ABOUT THIS TASK: With the material below, print exactly the lines between the line holding "Where can the cloud" and the line holding "Where can the surfboard rail", inclusive. Add nothing else.

DATA SECTION:
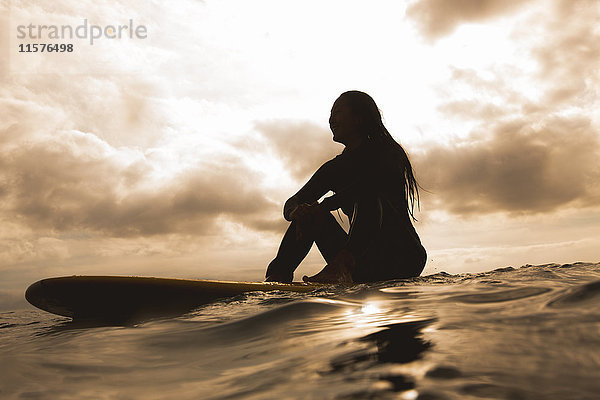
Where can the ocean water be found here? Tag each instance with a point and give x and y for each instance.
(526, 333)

...

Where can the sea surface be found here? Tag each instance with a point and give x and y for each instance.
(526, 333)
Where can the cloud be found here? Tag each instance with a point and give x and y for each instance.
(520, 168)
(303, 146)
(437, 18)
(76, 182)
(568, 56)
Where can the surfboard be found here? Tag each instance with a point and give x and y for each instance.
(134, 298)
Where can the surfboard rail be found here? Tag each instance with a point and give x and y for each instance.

ANSWER SECTION:
Where can the cloud be found here? Tag each instance with a point and give x and y for each instance.
(520, 168)
(303, 146)
(437, 18)
(76, 182)
(568, 56)
Where can the surfboard be found here? Tag each instance with a point and give x and y for each instance.
(134, 298)
Where can the surfboard rail be found here? Tag each instance with a point and give x and y for each instance.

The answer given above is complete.